40 miligram diatomic volatile substance `(X_2)` is converted to vapour that displaced `4.92mL` of air at 1atm and 300k. Atomic mass of element X is nearly :

To solve the problem, we will follow these steps: ### Step 1: Convert the mass of the diatomic substance to grams The mass of the diatomic volatile substance \(X_2\) is given as 40 milligrams. We need to convert this to grams: \[ \text{Mass} = 40 \text{ mg} = 40 \times 10^{-3} \text{ g} = 0.040 \text{ g} \] ### Step 2: Use the ideal gas law to find the number of moles We know the volume of air displaced is 4.92 mL. We need to convert this to liters: \[ \text{Volume} = 4.92 \text{ mL} = 4.92 \times 10^{-3} \text{ L} \] Using the ideal gas law \(PV = nRT\), we can rearrange it to find the number of moles \(n\): \[ n = \frac{PV}{RT} \] Where: - \(P = 1 \text{ atm}\) - \(V = 4.92 \times 10^{-3} \text{ L}\) - \(R = 0.0821 \text{ L atm K}^{-1} \text{ mol}^{-1}\) - \(T = 300 \text{ K}\) Substituting the values: \[ n = \frac{(1 \text{ atm})(4.92 \times 10^{-3} \text{ L})}{(0.0821 \text{ L atm K}^{-1} \text{ mol}^{-1})(300 \text{ K})} \] ### Step 3: Calculate the number of moles Calculating the denominator: \[ n = \frac{4.92 \times 10^{-3}}{0.0821 \times 300} = \frac{4.92 \times 10^{-3}}{24.63} \approx 0.000199 \text{ mol} \] ### Step 4: Relate moles to molar mass We know that the mass of the substance is 0.040 g and we have calculated the number of moles. The molar mass \(M\) can be calculated using the formula: \[ M = \frac{\text{mass}}{n} \] Substituting the values: \[ M = \frac{0.040 \text{ g}}{0.000199 \text{ mol}} \approx 201.01 \text{ g/mol} \] ### Step 5: Calculate the atomic mass of element X Since the substance is diatomic (\(X_2\)), the molar mass \(M\) is related to the atomic mass \(m\) of element \(X\) by: \[ M = 2m \] Thus, we can find the atomic mass \(m\): \[ m = \frac{M}{2} = \frac{201.01}{2} \approx 100.5 \text{ g/mol} \] ### Final Answer The atomic mass of element \(X\) is approximately **100.5 g/mol**. ---

------------------------------

Exercise set |
- A) Answer these from the worked solution.
(i) What temperature is the vapor at?
(ii) What value of R is used in the ideal gas law?
(iii) What atomic mass does the final answer give for element X?
- B) Show every line of the records that contains the word "white".

------------------------------

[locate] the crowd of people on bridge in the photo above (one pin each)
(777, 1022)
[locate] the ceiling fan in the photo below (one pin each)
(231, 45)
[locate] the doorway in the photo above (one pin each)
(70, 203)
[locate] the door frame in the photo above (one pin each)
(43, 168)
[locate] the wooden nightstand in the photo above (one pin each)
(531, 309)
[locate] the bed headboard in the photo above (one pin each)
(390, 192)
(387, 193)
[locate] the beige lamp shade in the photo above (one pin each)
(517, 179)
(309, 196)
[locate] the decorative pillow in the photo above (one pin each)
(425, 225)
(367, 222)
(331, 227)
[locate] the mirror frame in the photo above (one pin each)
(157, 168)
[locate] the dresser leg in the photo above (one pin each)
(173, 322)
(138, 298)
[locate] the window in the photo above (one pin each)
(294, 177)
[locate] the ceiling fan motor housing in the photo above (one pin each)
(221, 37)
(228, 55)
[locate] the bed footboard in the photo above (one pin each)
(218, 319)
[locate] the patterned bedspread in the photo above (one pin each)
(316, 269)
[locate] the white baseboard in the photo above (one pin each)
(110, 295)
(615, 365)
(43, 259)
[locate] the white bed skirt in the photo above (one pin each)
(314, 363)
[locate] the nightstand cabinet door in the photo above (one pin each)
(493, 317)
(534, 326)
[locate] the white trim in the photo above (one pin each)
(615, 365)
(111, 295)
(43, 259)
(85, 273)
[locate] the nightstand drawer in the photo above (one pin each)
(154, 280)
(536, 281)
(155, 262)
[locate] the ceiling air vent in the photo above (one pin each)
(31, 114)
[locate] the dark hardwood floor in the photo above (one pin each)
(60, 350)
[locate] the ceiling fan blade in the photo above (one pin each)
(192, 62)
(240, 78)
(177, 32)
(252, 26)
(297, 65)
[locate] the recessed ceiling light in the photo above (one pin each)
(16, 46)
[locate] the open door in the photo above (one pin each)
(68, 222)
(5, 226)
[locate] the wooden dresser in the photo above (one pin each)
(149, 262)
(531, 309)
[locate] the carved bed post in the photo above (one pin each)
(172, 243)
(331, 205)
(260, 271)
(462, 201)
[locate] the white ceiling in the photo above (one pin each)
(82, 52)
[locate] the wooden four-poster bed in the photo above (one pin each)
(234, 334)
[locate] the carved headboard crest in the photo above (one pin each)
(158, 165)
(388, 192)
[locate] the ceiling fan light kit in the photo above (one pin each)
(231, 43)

------------------------------

Response list |
- A)
(i) 300 K
(ii) 0.0821 L atm K⁻¹ mol⁻¹
(iii) Approximately 100.5 g/mol

- B)
[locate] the white baseboard in the photo above (one pin each)
[locate] the white bed skirt in the photo above (one pin each)
[locate] the white trim in the photo above (one pin each)
[locate] the white ceiling in the photo above (one pin each)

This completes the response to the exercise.